◆ **Extracted text**:
------------------------------------

The Corner

The ‘Arab Spring’ Was a Collapse

We need a new foreign policy in the Middle East, but we can’t develop one until we clearly see what’s happening there. Americans look at the Middle East and tend to see a collection of conventional states on a very long-term evolutionary path toward democracy. That is a mistake. Middle-Eastern states are more like magnets exerting force that weakens with distance from the center. The magnets are at low-power now. The dream of democratic evolution in this region, meanwhile, has been revealed as a fantasy. Yet we are reluctant to acknowledge this. Consider John McCain and Lindsey Graham on a mission for Barack Obama in Egypt.

If the “Arab Spring” wasn’t a flowering of liberal democracy, what was it? It was a marker of failed modernization, an index of the inability to reconcile traditional social practices with a Western-style economy and state. The failure to blend tradition and modernity into a workable synthesis led to an economic impasse and stifled aspirations. The same slow-motion social and economic collapse that led terrorists to finger America as a scapegoat for the region’s problems a decade ago has now advanced to the breaking point.

Once regimes throughout the region lost legitimacy and were shown to be vulnerable to overthrow, just about every group under suppression rebelled. Yet there was no guiding idea behind the rebellion, which is why it took different forms in different places. Autocracy was rejected, yet nothing substantial was put in its place. “Islam is the solution” came closest to a general response, but that turned out to be more slogan than governing philosophy. Elections, when they happened, were tools to take power, not indications of the advance of liberal democracy in the Western sense. We falsely believed that others wanted to be like us, that history was moving in the right direction — our direction. It wasn’t.

Spreading anarchy is a better organizing concept for what’s happening in the Middle East than fitful democratization. The most helpful take on this so far is Robert Kaplan’s piece, “Is Arab Chaos America’s Problem?” Kaplan suggests that, troublesome as it is in cases like the threat to our embassies, Middle Eastern chaos may be more tolerable and more advantageous than we realize. Leaning how and when to tolerate Middle Eastern chaos, and when not to, may be the key to formulating a new American policy for the region. But we won’t get there until we recognize that what we’re seeing is widespread social collapse on a template still defined by traditional Middle Eastern social forms.

You can’t modernize and democratize states that barely exist to begin with. You can only manage the chaos.

Stanley Kurtz is a senior fellow at the Ethics and Public Policy Center.

------------------------------------

◆ **Dataset extract**:
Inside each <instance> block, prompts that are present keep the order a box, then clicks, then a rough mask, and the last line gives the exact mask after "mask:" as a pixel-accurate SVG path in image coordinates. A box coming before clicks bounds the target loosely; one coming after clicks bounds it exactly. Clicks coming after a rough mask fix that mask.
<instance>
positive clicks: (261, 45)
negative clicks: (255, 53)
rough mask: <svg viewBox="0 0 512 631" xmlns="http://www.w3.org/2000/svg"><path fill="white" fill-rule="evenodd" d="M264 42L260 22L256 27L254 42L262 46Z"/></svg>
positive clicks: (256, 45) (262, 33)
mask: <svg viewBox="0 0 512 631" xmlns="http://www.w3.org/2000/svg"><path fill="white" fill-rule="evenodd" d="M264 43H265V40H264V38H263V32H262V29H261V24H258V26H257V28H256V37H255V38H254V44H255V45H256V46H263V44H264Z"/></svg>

------------------------------------

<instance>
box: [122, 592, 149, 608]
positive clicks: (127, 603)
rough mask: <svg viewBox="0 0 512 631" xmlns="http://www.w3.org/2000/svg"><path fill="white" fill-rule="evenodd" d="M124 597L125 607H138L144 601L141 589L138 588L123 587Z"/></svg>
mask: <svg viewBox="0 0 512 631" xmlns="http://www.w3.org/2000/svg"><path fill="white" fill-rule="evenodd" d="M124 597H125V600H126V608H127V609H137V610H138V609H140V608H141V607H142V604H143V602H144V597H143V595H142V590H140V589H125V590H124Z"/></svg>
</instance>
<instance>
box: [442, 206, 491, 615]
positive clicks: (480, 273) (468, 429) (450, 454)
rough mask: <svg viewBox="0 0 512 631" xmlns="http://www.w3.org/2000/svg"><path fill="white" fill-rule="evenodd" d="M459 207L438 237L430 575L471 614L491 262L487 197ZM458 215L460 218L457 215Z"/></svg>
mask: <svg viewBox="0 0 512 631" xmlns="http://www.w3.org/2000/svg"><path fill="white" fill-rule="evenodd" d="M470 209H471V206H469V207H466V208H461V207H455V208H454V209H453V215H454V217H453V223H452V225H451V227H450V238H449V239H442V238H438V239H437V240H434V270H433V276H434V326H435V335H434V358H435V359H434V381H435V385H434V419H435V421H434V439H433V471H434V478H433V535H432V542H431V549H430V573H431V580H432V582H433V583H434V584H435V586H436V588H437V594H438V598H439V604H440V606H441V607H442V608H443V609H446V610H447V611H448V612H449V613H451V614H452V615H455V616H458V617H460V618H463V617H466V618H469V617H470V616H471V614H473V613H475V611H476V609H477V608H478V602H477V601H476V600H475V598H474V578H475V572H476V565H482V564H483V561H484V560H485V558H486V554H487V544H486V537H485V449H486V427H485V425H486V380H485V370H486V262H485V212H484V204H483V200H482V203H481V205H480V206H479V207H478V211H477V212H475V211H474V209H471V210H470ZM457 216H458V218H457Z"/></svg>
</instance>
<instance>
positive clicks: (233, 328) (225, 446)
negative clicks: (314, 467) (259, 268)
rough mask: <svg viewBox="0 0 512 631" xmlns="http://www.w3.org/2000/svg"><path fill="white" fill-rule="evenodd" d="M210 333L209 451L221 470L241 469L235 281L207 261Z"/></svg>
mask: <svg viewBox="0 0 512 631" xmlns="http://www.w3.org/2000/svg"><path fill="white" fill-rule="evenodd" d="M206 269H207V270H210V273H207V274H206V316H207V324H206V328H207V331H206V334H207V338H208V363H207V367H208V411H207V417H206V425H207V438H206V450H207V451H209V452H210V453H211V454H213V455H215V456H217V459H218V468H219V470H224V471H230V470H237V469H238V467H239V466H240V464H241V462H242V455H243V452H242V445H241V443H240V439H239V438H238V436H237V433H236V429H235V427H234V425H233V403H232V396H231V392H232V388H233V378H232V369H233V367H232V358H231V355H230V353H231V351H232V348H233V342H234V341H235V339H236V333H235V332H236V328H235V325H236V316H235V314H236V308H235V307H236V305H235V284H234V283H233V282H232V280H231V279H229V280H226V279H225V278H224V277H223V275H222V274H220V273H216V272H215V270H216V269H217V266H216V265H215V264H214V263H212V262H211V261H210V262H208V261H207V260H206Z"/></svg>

------------------------------------

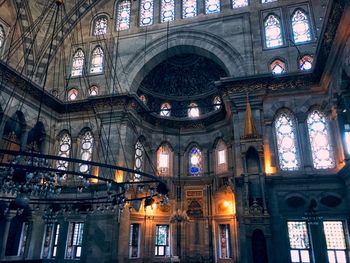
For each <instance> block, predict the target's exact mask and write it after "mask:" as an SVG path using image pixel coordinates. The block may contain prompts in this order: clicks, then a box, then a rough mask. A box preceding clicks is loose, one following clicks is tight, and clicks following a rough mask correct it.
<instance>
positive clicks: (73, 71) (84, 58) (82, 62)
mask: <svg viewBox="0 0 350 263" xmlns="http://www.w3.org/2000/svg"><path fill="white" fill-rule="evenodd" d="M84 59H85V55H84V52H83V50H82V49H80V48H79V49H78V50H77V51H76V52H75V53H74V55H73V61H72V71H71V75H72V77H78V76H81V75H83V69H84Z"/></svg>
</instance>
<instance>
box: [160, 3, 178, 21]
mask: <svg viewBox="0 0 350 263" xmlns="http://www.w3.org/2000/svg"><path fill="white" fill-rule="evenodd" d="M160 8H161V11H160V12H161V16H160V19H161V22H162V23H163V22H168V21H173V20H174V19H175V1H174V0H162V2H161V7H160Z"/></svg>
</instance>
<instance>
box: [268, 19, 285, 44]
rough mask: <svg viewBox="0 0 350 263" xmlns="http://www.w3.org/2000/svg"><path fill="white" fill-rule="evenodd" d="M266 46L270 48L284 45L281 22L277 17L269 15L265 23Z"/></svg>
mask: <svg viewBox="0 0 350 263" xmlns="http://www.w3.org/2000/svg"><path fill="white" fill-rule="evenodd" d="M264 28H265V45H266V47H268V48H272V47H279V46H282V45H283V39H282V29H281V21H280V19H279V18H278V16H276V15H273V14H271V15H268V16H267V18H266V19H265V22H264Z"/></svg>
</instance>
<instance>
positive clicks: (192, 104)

------------------------------------

◆ **Apply what you read**:
1. In the Arab Spring article, what phrase came closest to a general response to the rebellion?
2. For each statement, say whether the Arab Spring article agrees, and support your answer with the exact words from the article. (a) Elections in the region showed the advance of Western-style liberal democracy. (b) Middle-Eastern states are like magnets that are currently at low power. (c) A single guiding idea lay behind the rebellion.
3. Repeat word for word the part of the Arab Spring article between "You can’t modernize" and "Public Policy Center.", inclusive.

◆ **Activity answers**:
1. "Islam is the solution."

2.
(a) No: "Elections, when they happened, were tools to take power, not indications of the advance of liberal democracy in the Western sense."
(b) Yes: "The magnets are at low-power now."
(c) No: "Yet there was no guiding idea behind the rebellion"

3.
You can’t modernize and democratize states that barely exist to begin with. You can only manage the chaos.

Stanley Kurtz is a senior fellow at the Ethics and Public Policy Center.